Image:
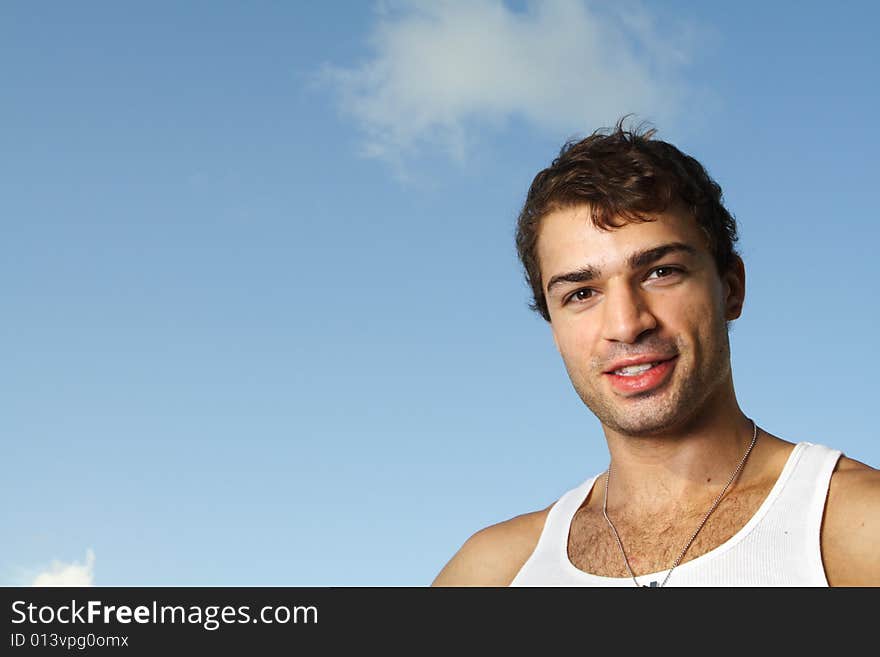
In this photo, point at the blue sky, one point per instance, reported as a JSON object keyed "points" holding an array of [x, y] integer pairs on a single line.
{"points": [[263, 322]]}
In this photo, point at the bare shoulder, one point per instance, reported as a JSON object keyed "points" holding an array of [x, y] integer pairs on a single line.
{"points": [[851, 526], [494, 555]]}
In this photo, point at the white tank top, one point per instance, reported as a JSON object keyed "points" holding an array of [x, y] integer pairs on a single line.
{"points": [[778, 546]]}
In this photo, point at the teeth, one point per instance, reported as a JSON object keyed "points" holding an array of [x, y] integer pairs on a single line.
{"points": [[632, 370]]}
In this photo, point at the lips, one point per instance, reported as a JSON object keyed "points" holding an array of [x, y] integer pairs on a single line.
{"points": [[641, 374]]}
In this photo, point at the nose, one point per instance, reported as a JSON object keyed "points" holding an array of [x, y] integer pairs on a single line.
{"points": [[626, 314]]}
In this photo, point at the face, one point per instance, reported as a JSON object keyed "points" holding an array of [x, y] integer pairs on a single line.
{"points": [[639, 315]]}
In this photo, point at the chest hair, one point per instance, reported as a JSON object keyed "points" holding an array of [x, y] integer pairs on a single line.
{"points": [[653, 542]]}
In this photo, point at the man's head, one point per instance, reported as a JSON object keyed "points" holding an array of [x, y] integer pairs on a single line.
{"points": [[631, 258], [624, 175]]}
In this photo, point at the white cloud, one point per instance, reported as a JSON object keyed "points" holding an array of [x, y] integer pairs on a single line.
{"points": [[442, 68], [68, 574]]}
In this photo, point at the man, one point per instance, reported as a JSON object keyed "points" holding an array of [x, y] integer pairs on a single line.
{"points": [[630, 256]]}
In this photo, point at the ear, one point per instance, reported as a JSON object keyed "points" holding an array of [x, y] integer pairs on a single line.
{"points": [[734, 289]]}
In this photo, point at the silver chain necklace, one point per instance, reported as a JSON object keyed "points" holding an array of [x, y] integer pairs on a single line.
{"points": [[699, 527]]}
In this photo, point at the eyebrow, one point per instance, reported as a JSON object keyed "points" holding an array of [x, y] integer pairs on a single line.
{"points": [[635, 261]]}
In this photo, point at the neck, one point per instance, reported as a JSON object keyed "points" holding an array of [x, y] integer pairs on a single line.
{"points": [[689, 462]]}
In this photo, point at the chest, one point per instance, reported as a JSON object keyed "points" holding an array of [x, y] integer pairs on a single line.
{"points": [[653, 542]]}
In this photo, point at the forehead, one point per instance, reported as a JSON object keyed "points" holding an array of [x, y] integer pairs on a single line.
{"points": [[568, 240]]}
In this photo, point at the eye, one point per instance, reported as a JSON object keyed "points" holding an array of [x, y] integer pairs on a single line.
{"points": [[584, 294], [665, 271]]}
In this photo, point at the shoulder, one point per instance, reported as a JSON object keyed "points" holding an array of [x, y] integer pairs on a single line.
{"points": [[851, 525], [494, 555]]}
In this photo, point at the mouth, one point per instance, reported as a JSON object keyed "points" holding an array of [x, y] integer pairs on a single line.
{"points": [[642, 377]]}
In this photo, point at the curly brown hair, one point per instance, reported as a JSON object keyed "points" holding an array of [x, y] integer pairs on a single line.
{"points": [[624, 175]]}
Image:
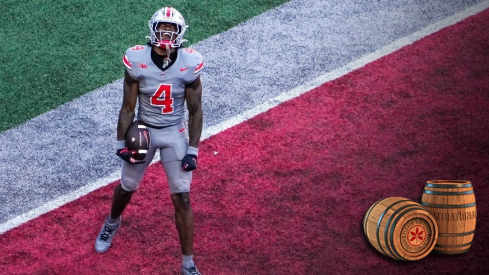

**What is asked**
Reproduce the records above unchanged, from the line containing "In this photo, point at the eye, one" through the end of the records, and omit the pictures.

**Written reply**
In this photo, point at the eye, one point per instance, reported as a JSON object keyed "points" holding an array of [x, y] integer pairs on a single line.
{"points": [[584, 294], [665, 271]]}
In this photo, point at the shoulder, one point per instance, reported as a JSON object keyed "points" holding an array of [x, y] integer pairs on a single line.
{"points": [[851, 525], [494, 555]]}
In this photo, point at the mouth, one point per instance, reported as a JSON object keyed "points" holding an array of [x, y] integer pairs on a single line.
{"points": [[642, 377]]}
In this photo, point at the curly brown hair, one point per instance, reported as a JSON object keyed "points" holding an array of [x, y] integer pairs on a single line.
{"points": [[624, 175]]}
Image:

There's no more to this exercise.